Geëxtraheerde tekst:
Aan de weduwe en wezen van de gewezen minister aan wie op grond van artikel 54 van
de wet van 1 augustus 1956, Stb. 455, geen pensioen is toegekend, wordt over de tijd voorafgaand aan het ministerschap,
die krachtens de Pensioenwet 1922, Stb. 240, zoals die wet op 31 december 1965 luidde, als diensttijd in aanmerking kwam,
met ingang van het tijdstip van de inwerkingtreding van deze wet ten laste van het
Algemeen burgerlijk pensioenfonds pensioen toegekend op de voet van de bepalingen
van de Algemene burgerlijke pensioenwet, met dien verstande dat artikel U 37 van laatstbedoelde
wet niet van toepassing is.
-
1 Op verzoek wordt weduwenpensioen of wezenpensioen toegekend aan de weduwe, die voor
het tijdstip van de inwerkingtreding van deze wet niet dan wel op dat tijdstip niet
meer is hertrouwd, onderscheidenlijk aan de kinderen, die recht op weduwenpensioen
of wezenpensioen hadden gehad, indien artikel 15 had gegolden op het tijdstip van het overlijden waaraan zij zodanig recht konden
ontlenen.
-
2 Indien voor het tijdstip van de inwerkingtreding van deze wet ter zake van een ander
huwelijk reeds recht op pensioen bestond krachtens de wet van 1 augustus 1956 (Stb. 455), wordt het pensioen, waarop ter zake van het eerdere huwelijk krachtens de wet
van 1 augustus 1956 (Stb. 455) recht bestond dan wel krachtens het vorige lid recht bestaat, met ingang van
de dag, waarop het krachtens het vorige lid toe te kennen pensioen ingaat, nader vastgesteld
dan wel vastgesteld met overeenkomstige toepassing van artikel 24 en artikel 26, tweede lid, en is voorts artikel 34, eerste lid, van toepassing.
-
3 Het vorige lid is van overeenkomstige toepassing, indien ter zake van een ander huwelijk
voor het tijdstip van de inwerkingtreding van deze wet reeds recht op pensioen bestond
krachtens een andere regeling als bedoeld in artikel 20a, tweede lid, van de wet van 1 augustus 1956 (Stb. 455), dan wel recht op pensioen bestaat krachtens een in strekking met het eerste
lid overeenkomende bepaling in andere pensioenwetten.

Je doel: Typ uit de wettekst hierboven het gedeelte over dat begint met "Aan de weduwe en" en doorloopt tot en met "van toepassing is.", zonder iets te wijzigen.

Getoonde gegevens:
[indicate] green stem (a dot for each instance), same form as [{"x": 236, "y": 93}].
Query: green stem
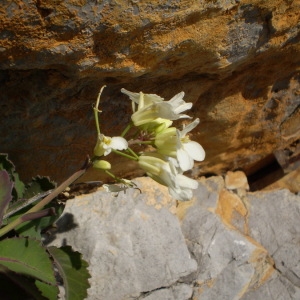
[
  {"x": 47, "y": 199},
  {"x": 125, "y": 155},
  {"x": 133, "y": 153},
  {"x": 126, "y": 129},
  {"x": 111, "y": 175},
  {"x": 139, "y": 142},
  {"x": 96, "y": 110}
]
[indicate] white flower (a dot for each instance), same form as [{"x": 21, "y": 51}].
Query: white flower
[
  {"x": 152, "y": 107},
  {"x": 176, "y": 143},
  {"x": 187, "y": 150},
  {"x": 166, "y": 172},
  {"x": 105, "y": 144}
]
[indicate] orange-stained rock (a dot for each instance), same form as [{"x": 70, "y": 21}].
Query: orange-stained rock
[{"x": 237, "y": 61}]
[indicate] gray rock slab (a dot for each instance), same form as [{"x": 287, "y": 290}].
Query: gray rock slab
[
  {"x": 274, "y": 221},
  {"x": 176, "y": 292},
  {"x": 227, "y": 259},
  {"x": 131, "y": 246},
  {"x": 276, "y": 287}
]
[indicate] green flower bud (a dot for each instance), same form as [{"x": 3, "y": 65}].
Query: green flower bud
[{"x": 102, "y": 164}]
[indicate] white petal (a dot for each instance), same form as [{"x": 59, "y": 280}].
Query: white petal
[
  {"x": 166, "y": 111},
  {"x": 182, "y": 195},
  {"x": 133, "y": 96},
  {"x": 118, "y": 143},
  {"x": 194, "y": 150},
  {"x": 185, "y": 161},
  {"x": 189, "y": 127},
  {"x": 186, "y": 182},
  {"x": 177, "y": 99}
]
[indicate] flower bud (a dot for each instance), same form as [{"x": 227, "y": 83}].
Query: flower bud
[{"x": 101, "y": 164}]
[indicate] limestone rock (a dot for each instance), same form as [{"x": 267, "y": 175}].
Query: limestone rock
[
  {"x": 237, "y": 61},
  {"x": 220, "y": 245},
  {"x": 132, "y": 247}
]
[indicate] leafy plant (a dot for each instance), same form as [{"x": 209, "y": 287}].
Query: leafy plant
[{"x": 26, "y": 264}]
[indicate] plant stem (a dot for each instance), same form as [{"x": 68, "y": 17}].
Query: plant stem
[
  {"x": 125, "y": 155},
  {"x": 133, "y": 153},
  {"x": 96, "y": 110},
  {"x": 126, "y": 129},
  {"x": 47, "y": 199}
]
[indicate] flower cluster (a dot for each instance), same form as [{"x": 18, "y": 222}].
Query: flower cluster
[{"x": 174, "y": 152}]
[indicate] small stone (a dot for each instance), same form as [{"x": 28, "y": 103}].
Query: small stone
[{"x": 236, "y": 180}]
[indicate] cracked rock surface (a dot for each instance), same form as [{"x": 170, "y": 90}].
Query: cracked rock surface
[{"x": 226, "y": 243}]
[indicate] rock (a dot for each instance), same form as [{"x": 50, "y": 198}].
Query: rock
[
  {"x": 139, "y": 249},
  {"x": 132, "y": 247},
  {"x": 236, "y": 61}
]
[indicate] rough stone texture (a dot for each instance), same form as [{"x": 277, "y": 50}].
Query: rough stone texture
[
  {"x": 237, "y": 61},
  {"x": 129, "y": 235},
  {"x": 223, "y": 244}
]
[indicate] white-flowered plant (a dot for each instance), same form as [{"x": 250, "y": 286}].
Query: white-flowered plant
[{"x": 173, "y": 150}]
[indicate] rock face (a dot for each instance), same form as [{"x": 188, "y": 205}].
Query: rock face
[
  {"x": 226, "y": 243},
  {"x": 237, "y": 61}
]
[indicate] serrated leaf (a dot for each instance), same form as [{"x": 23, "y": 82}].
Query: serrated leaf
[
  {"x": 73, "y": 270},
  {"x": 6, "y": 187},
  {"x": 27, "y": 256},
  {"x": 15, "y": 286},
  {"x": 50, "y": 292}
]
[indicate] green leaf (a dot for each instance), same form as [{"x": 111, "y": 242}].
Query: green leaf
[
  {"x": 50, "y": 292},
  {"x": 5, "y": 192},
  {"x": 28, "y": 257},
  {"x": 73, "y": 270},
  {"x": 15, "y": 286}
]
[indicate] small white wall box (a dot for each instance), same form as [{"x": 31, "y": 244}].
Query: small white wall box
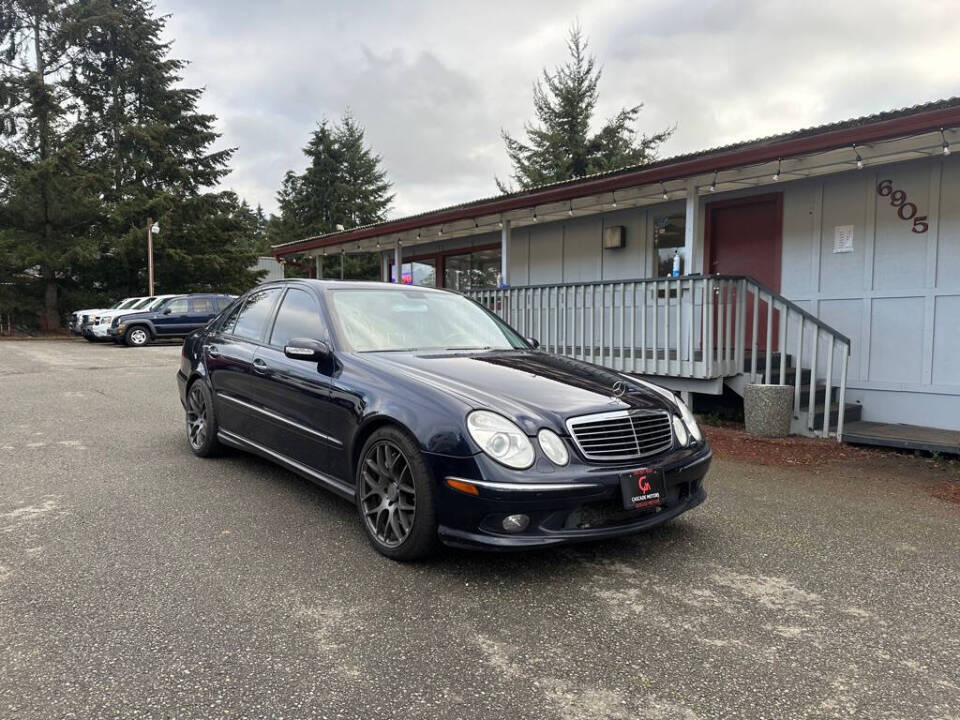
[{"x": 614, "y": 236}]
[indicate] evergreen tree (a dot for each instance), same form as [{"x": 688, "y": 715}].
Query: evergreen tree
[
  {"x": 47, "y": 191},
  {"x": 151, "y": 145},
  {"x": 343, "y": 184},
  {"x": 560, "y": 146}
]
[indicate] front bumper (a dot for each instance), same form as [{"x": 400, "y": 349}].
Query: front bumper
[{"x": 577, "y": 503}]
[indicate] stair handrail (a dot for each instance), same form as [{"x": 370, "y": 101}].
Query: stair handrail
[{"x": 721, "y": 316}]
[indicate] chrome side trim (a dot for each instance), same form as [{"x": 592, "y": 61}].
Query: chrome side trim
[
  {"x": 526, "y": 487},
  {"x": 281, "y": 418},
  {"x": 245, "y": 444}
]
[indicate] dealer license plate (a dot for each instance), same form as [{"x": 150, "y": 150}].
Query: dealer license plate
[{"x": 642, "y": 489}]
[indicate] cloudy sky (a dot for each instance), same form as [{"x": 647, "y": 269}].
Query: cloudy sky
[{"x": 433, "y": 82}]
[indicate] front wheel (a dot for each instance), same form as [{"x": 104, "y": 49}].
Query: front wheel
[
  {"x": 395, "y": 496},
  {"x": 201, "y": 421},
  {"x": 137, "y": 336}
]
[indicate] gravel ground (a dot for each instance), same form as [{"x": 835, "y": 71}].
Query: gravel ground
[{"x": 139, "y": 581}]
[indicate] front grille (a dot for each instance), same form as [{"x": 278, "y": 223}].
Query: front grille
[{"x": 622, "y": 435}]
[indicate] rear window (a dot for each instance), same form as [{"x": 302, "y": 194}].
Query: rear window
[{"x": 203, "y": 305}]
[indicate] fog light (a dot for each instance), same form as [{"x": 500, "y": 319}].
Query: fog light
[{"x": 515, "y": 523}]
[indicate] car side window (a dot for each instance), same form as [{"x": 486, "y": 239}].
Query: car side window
[
  {"x": 229, "y": 321},
  {"x": 298, "y": 317},
  {"x": 203, "y": 306},
  {"x": 252, "y": 319}
]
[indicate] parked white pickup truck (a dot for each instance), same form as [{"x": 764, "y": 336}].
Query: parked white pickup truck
[
  {"x": 100, "y": 326},
  {"x": 79, "y": 318}
]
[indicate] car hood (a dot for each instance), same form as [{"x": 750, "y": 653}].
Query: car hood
[
  {"x": 127, "y": 313},
  {"x": 532, "y": 388}
]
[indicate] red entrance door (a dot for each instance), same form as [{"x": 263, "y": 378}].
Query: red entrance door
[{"x": 744, "y": 237}]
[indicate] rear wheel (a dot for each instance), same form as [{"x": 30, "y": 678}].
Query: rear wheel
[
  {"x": 395, "y": 496},
  {"x": 201, "y": 422},
  {"x": 137, "y": 336}
]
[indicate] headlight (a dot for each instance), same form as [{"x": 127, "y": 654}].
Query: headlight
[
  {"x": 680, "y": 431},
  {"x": 500, "y": 439},
  {"x": 553, "y": 447},
  {"x": 689, "y": 420}
]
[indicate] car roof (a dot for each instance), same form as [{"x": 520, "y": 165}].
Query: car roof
[{"x": 348, "y": 285}]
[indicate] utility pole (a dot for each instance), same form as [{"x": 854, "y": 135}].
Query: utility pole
[{"x": 150, "y": 254}]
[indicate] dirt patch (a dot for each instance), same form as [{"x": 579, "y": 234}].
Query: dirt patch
[{"x": 940, "y": 475}]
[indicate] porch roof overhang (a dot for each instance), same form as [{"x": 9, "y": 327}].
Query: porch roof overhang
[{"x": 894, "y": 136}]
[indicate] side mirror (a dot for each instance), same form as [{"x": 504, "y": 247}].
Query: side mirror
[{"x": 306, "y": 349}]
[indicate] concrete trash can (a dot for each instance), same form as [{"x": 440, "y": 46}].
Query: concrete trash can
[{"x": 767, "y": 410}]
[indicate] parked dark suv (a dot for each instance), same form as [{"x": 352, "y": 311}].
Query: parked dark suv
[{"x": 177, "y": 317}]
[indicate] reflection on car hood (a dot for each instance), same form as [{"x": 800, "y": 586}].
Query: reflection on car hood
[{"x": 529, "y": 387}]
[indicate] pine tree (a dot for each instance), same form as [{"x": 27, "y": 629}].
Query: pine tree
[
  {"x": 152, "y": 148},
  {"x": 560, "y": 146},
  {"x": 342, "y": 185},
  {"x": 47, "y": 194}
]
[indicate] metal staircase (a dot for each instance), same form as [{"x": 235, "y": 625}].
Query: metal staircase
[{"x": 694, "y": 334}]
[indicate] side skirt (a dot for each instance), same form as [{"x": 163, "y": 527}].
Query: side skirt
[{"x": 340, "y": 488}]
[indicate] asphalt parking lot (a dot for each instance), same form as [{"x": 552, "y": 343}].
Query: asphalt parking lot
[{"x": 139, "y": 581}]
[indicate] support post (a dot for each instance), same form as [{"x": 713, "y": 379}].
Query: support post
[
  {"x": 505, "y": 255},
  {"x": 691, "y": 230},
  {"x": 150, "y": 255}
]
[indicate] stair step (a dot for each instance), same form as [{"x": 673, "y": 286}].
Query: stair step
[
  {"x": 762, "y": 361},
  {"x": 789, "y": 377},
  {"x": 820, "y": 394},
  {"x": 910, "y": 437},
  {"x": 852, "y": 413}
]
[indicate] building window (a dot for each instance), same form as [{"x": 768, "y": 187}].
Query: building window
[
  {"x": 477, "y": 270},
  {"x": 668, "y": 232},
  {"x": 416, "y": 272}
]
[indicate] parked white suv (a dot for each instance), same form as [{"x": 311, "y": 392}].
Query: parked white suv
[
  {"x": 100, "y": 326},
  {"x": 79, "y": 318}
]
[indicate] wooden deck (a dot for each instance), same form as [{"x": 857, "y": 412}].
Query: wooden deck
[{"x": 910, "y": 437}]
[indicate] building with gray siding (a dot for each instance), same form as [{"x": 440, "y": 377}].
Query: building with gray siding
[{"x": 847, "y": 236}]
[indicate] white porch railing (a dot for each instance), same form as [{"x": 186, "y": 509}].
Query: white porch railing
[{"x": 698, "y": 327}]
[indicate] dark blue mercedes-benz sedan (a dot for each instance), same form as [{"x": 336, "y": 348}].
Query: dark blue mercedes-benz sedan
[{"x": 437, "y": 419}]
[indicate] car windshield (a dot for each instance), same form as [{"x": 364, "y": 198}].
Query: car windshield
[{"x": 391, "y": 320}]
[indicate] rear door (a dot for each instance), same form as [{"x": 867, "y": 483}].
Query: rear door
[
  {"x": 202, "y": 310},
  {"x": 296, "y": 393},
  {"x": 229, "y": 352},
  {"x": 172, "y": 317}
]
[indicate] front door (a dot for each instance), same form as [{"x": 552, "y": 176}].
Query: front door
[
  {"x": 172, "y": 317},
  {"x": 743, "y": 237},
  {"x": 296, "y": 393}
]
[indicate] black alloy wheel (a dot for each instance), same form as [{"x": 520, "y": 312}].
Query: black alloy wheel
[
  {"x": 137, "y": 336},
  {"x": 201, "y": 424},
  {"x": 394, "y": 496}
]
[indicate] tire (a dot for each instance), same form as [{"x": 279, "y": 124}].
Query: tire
[
  {"x": 396, "y": 504},
  {"x": 201, "y": 423},
  {"x": 137, "y": 336}
]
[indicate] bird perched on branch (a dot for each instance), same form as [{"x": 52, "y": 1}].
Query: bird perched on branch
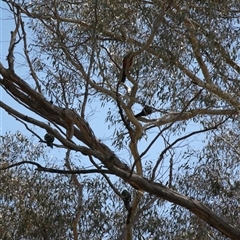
[
  {"x": 49, "y": 138},
  {"x": 147, "y": 110},
  {"x": 127, "y": 65},
  {"x": 126, "y": 196}
]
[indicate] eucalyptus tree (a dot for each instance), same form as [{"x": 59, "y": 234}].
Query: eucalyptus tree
[{"x": 184, "y": 78}]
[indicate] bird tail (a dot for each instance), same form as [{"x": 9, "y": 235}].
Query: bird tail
[
  {"x": 139, "y": 115},
  {"x": 123, "y": 79}
]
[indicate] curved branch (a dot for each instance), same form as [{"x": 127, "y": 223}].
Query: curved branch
[{"x": 52, "y": 170}]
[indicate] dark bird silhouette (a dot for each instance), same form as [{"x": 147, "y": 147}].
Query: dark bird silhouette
[
  {"x": 126, "y": 196},
  {"x": 127, "y": 65},
  {"x": 49, "y": 138},
  {"x": 147, "y": 110}
]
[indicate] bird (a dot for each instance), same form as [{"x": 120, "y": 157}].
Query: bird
[
  {"x": 49, "y": 138},
  {"x": 126, "y": 196},
  {"x": 126, "y": 65},
  {"x": 147, "y": 110}
]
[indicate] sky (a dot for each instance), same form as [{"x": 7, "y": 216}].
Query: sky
[{"x": 98, "y": 124}]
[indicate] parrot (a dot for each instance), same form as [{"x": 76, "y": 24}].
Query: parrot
[
  {"x": 49, "y": 138},
  {"x": 127, "y": 65},
  {"x": 126, "y": 196},
  {"x": 145, "y": 111}
]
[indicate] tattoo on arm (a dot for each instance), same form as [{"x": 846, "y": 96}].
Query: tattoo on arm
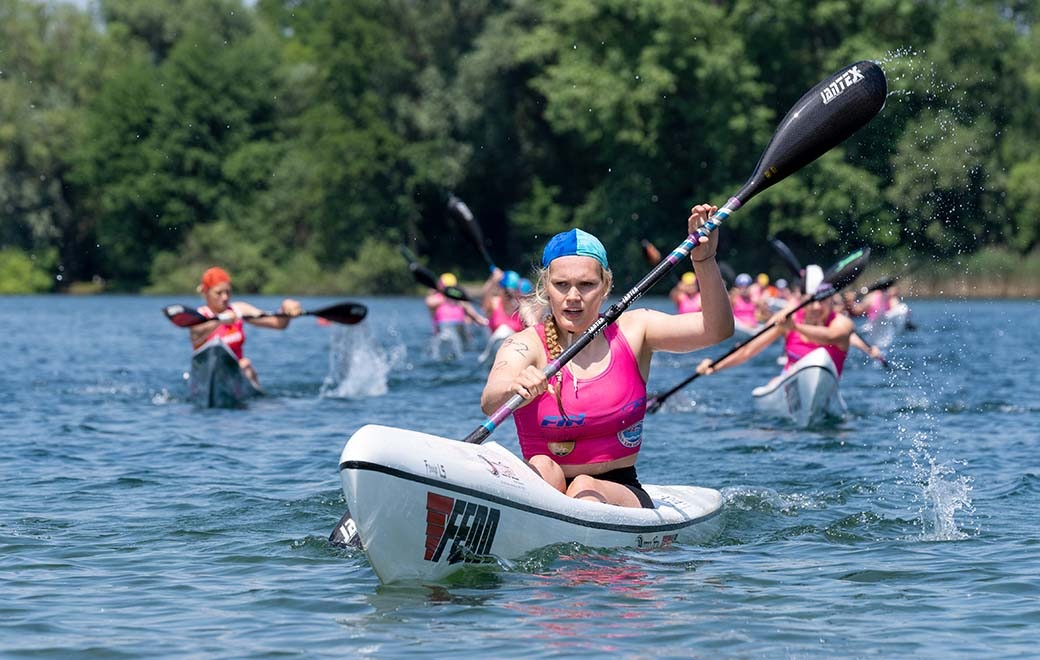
[{"x": 519, "y": 347}]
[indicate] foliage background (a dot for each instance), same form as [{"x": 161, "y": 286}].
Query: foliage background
[{"x": 299, "y": 142}]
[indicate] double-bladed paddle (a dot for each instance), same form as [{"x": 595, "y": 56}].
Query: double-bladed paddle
[
  {"x": 472, "y": 228},
  {"x": 825, "y": 116},
  {"x": 796, "y": 268},
  {"x": 427, "y": 278},
  {"x": 839, "y": 276},
  {"x": 346, "y": 313}
]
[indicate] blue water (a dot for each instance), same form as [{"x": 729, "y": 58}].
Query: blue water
[{"x": 134, "y": 524}]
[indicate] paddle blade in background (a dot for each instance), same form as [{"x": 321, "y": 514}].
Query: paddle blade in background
[
  {"x": 471, "y": 227},
  {"x": 842, "y": 273},
  {"x": 345, "y": 313},
  {"x": 824, "y": 117},
  {"x": 884, "y": 283},
  {"x": 183, "y": 316},
  {"x": 423, "y": 275},
  {"x": 787, "y": 256}
]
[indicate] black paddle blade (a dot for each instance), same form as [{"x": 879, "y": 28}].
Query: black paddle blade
[
  {"x": 407, "y": 254},
  {"x": 471, "y": 226},
  {"x": 184, "y": 316},
  {"x": 346, "y": 313},
  {"x": 842, "y": 273},
  {"x": 460, "y": 207},
  {"x": 650, "y": 252},
  {"x": 423, "y": 275},
  {"x": 884, "y": 283},
  {"x": 823, "y": 119},
  {"x": 456, "y": 293},
  {"x": 787, "y": 256}
]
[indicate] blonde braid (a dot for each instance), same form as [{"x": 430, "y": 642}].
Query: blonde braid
[{"x": 552, "y": 337}]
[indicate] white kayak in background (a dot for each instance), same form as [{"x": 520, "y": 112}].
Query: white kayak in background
[
  {"x": 807, "y": 393},
  {"x": 883, "y": 330},
  {"x": 747, "y": 328},
  {"x": 424, "y": 506},
  {"x": 216, "y": 380}
]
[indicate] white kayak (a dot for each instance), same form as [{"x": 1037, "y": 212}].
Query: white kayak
[
  {"x": 883, "y": 330},
  {"x": 424, "y": 506},
  {"x": 807, "y": 393},
  {"x": 216, "y": 380}
]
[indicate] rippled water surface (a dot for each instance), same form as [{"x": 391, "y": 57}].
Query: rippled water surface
[{"x": 135, "y": 524}]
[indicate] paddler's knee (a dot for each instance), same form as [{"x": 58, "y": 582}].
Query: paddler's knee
[{"x": 549, "y": 470}]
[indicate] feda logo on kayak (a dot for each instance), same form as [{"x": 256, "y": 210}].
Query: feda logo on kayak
[
  {"x": 470, "y": 528},
  {"x": 563, "y": 422}
]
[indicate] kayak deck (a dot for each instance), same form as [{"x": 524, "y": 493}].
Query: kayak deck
[
  {"x": 808, "y": 393},
  {"x": 216, "y": 380},
  {"x": 424, "y": 506}
]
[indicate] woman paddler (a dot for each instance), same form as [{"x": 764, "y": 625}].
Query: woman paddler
[
  {"x": 813, "y": 326},
  {"x": 451, "y": 317},
  {"x": 686, "y": 294},
  {"x": 228, "y": 321},
  {"x": 582, "y": 430}
]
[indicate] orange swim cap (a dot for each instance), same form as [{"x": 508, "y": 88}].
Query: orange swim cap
[
  {"x": 212, "y": 278},
  {"x": 448, "y": 280}
]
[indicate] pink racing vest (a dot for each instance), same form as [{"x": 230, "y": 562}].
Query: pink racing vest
[
  {"x": 233, "y": 336},
  {"x": 604, "y": 414},
  {"x": 798, "y": 347}
]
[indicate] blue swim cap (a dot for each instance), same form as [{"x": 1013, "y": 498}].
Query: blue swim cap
[
  {"x": 511, "y": 279},
  {"x": 574, "y": 243}
]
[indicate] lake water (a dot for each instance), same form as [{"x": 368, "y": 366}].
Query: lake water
[{"x": 135, "y": 525}]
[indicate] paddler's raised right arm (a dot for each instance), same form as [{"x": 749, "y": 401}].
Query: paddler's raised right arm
[{"x": 516, "y": 371}]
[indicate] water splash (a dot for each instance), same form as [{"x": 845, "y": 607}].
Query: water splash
[
  {"x": 942, "y": 493},
  {"x": 358, "y": 365}
]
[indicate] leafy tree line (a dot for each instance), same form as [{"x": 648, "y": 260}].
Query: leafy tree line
[{"x": 299, "y": 142}]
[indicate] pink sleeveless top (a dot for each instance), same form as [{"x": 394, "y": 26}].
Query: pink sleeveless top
[
  {"x": 233, "y": 336},
  {"x": 499, "y": 317},
  {"x": 744, "y": 311},
  {"x": 604, "y": 414},
  {"x": 797, "y": 346},
  {"x": 448, "y": 312},
  {"x": 689, "y": 304}
]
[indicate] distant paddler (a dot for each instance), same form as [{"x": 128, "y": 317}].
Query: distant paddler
[
  {"x": 450, "y": 317},
  {"x": 814, "y": 326},
  {"x": 229, "y": 318},
  {"x": 501, "y": 294}
]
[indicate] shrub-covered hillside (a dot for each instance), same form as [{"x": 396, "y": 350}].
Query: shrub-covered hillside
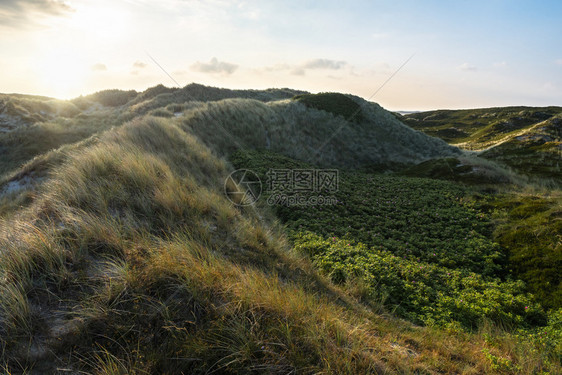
[{"x": 121, "y": 253}]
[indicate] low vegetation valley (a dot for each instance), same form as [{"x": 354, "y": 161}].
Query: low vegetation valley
[{"x": 122, "y": 250}]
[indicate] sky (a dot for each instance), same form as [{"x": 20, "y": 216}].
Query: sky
[{"x": 402, "y": 54}]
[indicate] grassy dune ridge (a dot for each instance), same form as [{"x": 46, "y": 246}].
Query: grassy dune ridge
[{"x": 120, "y": 253}]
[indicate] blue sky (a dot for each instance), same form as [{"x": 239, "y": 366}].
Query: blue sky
[{"x": 466, "y": 53}]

Eindresultaat:
Aan de weduwe en wezen van de gewezen minister aan wie op grond van artikel 54 van
de wet van 1 augustus 1956, Stb. 455, geen pensioen is toegekend, wordt over de tijd voorafgaand aan het ministerschap,
die krachtens de Pensioenwet 1922, Stb. 240, zoals die wet op 31 december 1965 luidde, als diensttijd in aanmerking kwam,
met ingang van het tijdstip van de inwerkingtreding van deze wet ten laste van het
Algemeen burgerlijk pensioenfonds pensioen toegekend op de voet van de bepalingen
van de Algemene burgerlijke pensioenwet, met dien verstande dat artikel U 37 van laatstbedoelde
wet niet van toepassing is.